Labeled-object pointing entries

╔══

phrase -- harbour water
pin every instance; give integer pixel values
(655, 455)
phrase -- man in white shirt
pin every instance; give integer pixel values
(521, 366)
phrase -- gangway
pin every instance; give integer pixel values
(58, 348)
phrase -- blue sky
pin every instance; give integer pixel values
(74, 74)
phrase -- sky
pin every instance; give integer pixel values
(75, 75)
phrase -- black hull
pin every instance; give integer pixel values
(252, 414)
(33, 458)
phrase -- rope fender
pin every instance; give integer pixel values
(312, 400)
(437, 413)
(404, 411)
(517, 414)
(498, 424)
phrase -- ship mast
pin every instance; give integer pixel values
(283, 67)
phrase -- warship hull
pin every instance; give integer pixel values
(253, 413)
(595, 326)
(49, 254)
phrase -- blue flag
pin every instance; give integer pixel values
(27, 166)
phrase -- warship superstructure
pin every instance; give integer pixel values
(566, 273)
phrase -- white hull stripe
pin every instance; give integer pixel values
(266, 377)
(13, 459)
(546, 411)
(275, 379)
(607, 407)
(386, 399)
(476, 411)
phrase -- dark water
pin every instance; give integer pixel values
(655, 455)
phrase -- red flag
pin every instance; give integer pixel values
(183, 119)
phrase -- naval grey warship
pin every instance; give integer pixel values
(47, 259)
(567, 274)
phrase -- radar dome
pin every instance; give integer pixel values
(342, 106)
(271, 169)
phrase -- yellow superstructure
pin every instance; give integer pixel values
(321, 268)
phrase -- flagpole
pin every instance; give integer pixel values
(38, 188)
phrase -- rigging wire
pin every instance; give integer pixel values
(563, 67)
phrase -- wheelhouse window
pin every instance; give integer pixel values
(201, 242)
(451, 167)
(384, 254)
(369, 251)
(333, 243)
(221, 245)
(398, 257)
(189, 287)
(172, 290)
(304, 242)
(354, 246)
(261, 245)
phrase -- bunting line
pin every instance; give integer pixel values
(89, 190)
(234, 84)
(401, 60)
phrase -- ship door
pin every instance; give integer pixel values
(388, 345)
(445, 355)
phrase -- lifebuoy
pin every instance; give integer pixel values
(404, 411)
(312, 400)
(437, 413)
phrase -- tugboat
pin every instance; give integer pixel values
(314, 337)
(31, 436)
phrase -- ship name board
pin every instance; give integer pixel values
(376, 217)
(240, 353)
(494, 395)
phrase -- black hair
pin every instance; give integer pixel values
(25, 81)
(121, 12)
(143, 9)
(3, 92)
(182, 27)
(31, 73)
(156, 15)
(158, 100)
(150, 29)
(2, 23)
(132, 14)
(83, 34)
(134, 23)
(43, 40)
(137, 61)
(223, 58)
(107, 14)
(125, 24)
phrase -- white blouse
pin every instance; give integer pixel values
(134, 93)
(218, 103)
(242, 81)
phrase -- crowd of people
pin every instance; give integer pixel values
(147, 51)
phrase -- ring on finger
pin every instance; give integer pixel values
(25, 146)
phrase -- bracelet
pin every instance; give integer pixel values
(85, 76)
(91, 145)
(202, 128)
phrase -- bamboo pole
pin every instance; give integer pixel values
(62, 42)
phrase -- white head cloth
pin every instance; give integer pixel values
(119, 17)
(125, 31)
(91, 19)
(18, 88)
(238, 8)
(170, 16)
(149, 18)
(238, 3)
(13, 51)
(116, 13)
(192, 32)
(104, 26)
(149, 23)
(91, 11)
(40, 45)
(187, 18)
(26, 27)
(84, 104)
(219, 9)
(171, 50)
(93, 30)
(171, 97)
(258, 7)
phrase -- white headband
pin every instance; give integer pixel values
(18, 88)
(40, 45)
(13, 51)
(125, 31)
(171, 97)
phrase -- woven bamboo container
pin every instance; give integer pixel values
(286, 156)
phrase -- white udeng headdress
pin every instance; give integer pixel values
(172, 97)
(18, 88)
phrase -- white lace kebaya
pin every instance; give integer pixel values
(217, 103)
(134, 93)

╚══

■ Task objective: Give the data again, exactly as it stands.

■ Full response:
phrase -- harbour water
pin every instance; give integer pixel values
(655, 455)
phrase -- man in white shirt
pin every instance; give integer pixel values
(521, 366)
phrase -- gangway
pin every instance; give integer pixel values
(58, 348)
phrase -- blue sky
pin every instance; give integer pixel values
(74, 74)
phrase -- sky
pin every instance; give integer pixel values
(75, 75)
phrase -- black hull
pin every instance; give integer pixel values
(252, 414)
(33, 458)
phrase -- rope fender
pin every instance; give integer pixel values
(312, 400)
(437, 413)
(404, 411)
(517, 414)
(498, 424)
phrase -- ship mast
pin every instance; give integer pixel values
(283, 67)
phrase -- warship hull
pin every instance; give integer pixel values
(253, 413)
(595, 326)
(49, 254)
phrase -- blue flag
pin every instance; give integer pixel values
(27, 166)
phrase -- warship superstructure
pin every instance; give integer pixel values
(566, 273)
phrase -- white hull stripe
pin every instance; give integer pixel values
(266, 377)
(13, 459)
(546, 411)
(275, 379)
(607, 407)
(386, 399)
(476, 411)
phrase -- dark water
pin every instance; give integer pixel values
(655, 455)
phrase -- red flag
pin every instance; give integer pixel values
(183, 119)
phrase -- naval grey warship
pin every instance; give integer pixel values
(47, 259)
(567, 274)
phrase -- radar dome
pin every instance; give integer pixel values
(342, 106)
(271, 169)
phrase -- yellow superstructure
pin every instance; give integer pixel values
(321, 268)
phrase -- flagpole
pin every instance; give integer pixel values
(38, 188)
phrase -- rigging wire
pin every instance; give integer pixel values
(563, 67)
phrase -- wheelhouse window
pin every instance; give integer pixel values
(201, 242)
(451, 167)
(384, 254)
(369, 251)
(333, 243)
(221, 245)
(398, 257)
(189, 287)
(172, 290)
(304, 242)
(354, 246)
(261, 245)
phrase -- bunting line
pin every instance; give integer pixel values
(89, 190)
(234, 84)
(401, 60)
phrase -- ship door
pin every instance; give integer pixel values
(388, 345)
(445, 355)
phrase -- lifebuoy
pin every instance; give integer pixel values
(404, 411)
(312, 400)
(437, 413)
phrase -- tugboat
pin every instance; give integer pixel values
(314, 337)
(31, 436)
phrase -- ship name board
pin every instance; give integer pixel values
(376, 217)
(240, 353)
(494, 395)
phrase -- black hair
pin every instance; give integer pixel values
(25, 81)
(121, 12)
(143, 9)
(3, 92)
(182, 27)
(31, 73)
(156, 15)
(158, 100)
(150, 29)
(2, 23)
(132, 14)
(83, 34)
(134, 23)
(43, 40)
(137, 61)
(223, 58)
(107, 14)
(125, 24)
phrase -- white blouse
pin every instance; give integer pixel values
(134, 93)
(218, 103)
(242, 81)
phrase -- crowd of people
pin every instance; give integer pixel values
(147, 51)
phrase -- ring on finger
pin every instance; give integer pixel values
(25, 146)
phrase -- bracelet
pin every instance; give integer pixel values
(85, 76)
(91, 145)
(202, 128)
phrase -- bamboo pole
pin every instance; give integer pixel values
(62, 42)
phrase -- white head cloth
pin every instance; give integer pixel values
(119, 17)
(125, 31)
(91, 19)
(18, 88)
(238, 8)
(170, 16)
(149, 18)
(238, 3)
(13, 51)
(116, 13)
(192, 32)
(104, 26)
(149, 23)
(91, 11)
(40, 45)
(187, 18)
(26, 27)
(84, 104)
(219, 9)
(171, 50)
(93, 30)
(171, 97)
(258, 7)
phrase -- white headband
pin every instance; give integer pixel values
(18, 88)
(40, 45)
(13, 51)
(125, 31)
(171, 97)
phrase -- woven bamboo container
pin every instance; give integer pixel values
(286, 156)
phrase -- white udeng headdress
pin every instance; give integer pixel values
(172, 97)
(18, 88)
phrase -- white lace kebaya
pin every instance; give integer pixel values
(217, 103)
(134, 93)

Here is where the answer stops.